### Given problem
Find each line in the listing below that contains the string "bouquet", and copy those lines.

### Records for this exercise
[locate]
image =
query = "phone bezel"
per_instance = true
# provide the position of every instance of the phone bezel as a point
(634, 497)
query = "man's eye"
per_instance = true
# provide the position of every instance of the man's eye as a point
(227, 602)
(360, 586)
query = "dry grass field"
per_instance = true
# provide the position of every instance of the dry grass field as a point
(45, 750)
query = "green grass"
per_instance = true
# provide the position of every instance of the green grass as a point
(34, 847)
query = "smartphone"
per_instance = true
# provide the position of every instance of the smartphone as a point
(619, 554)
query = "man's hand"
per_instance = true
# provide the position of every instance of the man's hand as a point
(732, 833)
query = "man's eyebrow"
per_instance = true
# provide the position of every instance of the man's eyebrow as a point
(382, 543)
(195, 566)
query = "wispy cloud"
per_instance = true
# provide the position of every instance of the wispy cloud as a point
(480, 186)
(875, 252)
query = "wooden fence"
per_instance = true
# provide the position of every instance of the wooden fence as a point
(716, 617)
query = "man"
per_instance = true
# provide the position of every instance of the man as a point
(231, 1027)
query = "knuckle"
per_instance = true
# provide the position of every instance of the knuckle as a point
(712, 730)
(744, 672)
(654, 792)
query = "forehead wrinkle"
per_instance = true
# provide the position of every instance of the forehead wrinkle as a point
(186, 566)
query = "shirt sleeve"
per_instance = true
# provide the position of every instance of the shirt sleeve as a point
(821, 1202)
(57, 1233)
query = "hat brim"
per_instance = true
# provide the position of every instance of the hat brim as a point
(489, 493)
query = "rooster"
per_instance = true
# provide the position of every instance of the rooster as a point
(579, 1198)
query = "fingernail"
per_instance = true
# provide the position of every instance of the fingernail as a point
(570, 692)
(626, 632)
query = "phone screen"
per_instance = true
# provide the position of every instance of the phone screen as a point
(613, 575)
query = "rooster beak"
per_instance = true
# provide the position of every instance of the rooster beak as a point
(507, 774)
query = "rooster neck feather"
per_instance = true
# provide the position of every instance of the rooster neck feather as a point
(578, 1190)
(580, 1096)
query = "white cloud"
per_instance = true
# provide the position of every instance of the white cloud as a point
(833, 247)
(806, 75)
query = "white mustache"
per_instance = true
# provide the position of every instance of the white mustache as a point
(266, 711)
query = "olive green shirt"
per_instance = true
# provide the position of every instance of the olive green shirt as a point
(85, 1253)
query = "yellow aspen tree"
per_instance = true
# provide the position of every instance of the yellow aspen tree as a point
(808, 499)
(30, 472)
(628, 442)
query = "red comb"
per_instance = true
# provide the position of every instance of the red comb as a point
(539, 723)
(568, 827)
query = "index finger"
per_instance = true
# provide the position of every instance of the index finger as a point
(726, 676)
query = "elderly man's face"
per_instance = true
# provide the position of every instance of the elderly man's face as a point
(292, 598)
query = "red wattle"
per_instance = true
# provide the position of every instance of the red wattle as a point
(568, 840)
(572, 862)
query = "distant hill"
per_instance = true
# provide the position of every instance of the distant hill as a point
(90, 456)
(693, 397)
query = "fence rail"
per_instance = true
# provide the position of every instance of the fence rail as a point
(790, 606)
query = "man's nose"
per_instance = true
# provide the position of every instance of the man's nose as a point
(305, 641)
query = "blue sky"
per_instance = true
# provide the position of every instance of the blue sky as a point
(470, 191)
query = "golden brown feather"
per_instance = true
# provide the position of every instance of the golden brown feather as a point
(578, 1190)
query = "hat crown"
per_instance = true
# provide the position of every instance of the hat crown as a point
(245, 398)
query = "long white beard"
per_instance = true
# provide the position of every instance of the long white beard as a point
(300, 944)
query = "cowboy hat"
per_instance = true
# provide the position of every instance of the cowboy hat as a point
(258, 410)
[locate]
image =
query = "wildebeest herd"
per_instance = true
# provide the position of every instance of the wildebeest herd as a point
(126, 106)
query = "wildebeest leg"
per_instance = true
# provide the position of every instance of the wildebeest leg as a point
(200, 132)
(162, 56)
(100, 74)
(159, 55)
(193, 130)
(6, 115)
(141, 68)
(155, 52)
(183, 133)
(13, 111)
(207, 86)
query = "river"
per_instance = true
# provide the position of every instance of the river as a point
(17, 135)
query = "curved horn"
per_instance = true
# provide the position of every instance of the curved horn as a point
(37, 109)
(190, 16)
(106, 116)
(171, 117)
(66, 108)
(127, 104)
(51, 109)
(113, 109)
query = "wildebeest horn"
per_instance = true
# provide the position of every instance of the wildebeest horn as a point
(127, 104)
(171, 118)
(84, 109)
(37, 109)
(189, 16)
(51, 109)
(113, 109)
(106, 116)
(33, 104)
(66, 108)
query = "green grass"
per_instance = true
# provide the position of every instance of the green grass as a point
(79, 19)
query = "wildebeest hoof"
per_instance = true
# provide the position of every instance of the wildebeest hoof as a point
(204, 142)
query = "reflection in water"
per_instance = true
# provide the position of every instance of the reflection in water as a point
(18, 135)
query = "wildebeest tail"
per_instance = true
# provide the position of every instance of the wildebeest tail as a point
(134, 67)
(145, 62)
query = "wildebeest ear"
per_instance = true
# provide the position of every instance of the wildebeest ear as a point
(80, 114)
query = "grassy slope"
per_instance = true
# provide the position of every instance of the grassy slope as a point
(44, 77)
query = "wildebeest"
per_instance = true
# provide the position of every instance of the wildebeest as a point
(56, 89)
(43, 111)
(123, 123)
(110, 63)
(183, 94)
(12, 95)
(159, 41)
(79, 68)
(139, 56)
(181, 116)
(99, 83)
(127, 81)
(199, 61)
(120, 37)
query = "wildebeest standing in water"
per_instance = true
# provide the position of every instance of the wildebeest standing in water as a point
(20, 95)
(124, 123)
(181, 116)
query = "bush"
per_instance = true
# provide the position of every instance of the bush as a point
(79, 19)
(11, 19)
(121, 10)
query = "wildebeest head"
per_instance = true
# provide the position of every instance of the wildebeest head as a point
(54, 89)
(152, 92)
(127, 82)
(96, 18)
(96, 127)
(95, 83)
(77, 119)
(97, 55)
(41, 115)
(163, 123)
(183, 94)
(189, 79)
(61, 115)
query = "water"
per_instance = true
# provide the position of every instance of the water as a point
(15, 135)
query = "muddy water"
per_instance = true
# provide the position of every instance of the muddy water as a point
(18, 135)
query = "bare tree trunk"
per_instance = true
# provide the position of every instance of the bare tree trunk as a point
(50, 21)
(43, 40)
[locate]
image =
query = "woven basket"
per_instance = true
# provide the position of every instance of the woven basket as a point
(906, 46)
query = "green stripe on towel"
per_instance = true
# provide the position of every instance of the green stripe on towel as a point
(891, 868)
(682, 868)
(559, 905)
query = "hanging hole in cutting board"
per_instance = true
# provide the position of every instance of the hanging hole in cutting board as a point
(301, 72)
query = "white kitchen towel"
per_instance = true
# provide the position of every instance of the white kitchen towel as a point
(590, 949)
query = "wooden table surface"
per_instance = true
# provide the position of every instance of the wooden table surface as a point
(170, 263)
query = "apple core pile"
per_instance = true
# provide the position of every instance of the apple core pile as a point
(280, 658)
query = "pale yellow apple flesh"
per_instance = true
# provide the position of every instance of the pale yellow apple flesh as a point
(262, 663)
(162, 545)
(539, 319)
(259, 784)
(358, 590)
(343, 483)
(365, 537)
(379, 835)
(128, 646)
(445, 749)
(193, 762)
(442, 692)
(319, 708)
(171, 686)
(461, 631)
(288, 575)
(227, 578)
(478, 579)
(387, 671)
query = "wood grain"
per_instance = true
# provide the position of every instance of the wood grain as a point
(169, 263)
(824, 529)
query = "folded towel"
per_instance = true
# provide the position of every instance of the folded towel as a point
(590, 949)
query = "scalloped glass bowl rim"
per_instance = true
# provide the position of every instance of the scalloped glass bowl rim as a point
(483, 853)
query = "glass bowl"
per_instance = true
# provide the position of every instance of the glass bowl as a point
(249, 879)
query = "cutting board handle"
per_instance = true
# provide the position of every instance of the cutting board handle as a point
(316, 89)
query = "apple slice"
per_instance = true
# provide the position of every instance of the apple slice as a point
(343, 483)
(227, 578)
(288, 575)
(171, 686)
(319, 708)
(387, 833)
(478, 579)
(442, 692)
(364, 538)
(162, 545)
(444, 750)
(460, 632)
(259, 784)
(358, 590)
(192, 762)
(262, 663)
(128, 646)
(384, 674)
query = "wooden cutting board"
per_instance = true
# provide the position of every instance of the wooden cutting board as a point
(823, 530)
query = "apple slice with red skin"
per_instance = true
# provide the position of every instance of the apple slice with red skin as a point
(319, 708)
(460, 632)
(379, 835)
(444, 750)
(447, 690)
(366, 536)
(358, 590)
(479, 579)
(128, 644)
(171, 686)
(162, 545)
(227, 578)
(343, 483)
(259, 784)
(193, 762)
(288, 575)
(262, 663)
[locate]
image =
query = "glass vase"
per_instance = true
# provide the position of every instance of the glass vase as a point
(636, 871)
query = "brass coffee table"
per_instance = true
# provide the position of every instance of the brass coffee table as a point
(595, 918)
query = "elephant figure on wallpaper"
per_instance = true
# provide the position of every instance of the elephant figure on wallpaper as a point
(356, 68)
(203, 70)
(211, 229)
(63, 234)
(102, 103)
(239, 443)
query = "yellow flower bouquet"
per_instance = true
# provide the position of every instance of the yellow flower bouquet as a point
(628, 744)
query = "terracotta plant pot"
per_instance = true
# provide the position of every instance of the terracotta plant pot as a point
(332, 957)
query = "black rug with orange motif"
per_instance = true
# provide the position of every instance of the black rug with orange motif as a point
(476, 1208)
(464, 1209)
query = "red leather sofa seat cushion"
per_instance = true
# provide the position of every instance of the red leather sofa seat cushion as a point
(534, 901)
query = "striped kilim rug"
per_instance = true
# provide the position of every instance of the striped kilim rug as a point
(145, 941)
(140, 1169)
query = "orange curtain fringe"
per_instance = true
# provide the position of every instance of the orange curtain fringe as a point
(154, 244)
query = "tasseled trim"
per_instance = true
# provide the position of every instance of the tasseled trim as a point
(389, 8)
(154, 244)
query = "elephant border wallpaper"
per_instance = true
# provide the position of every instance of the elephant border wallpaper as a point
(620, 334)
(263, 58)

### Solution to this task
query = "yellow flower bouquet"
# provide the position of every instance of the yellow flower bouquet as a point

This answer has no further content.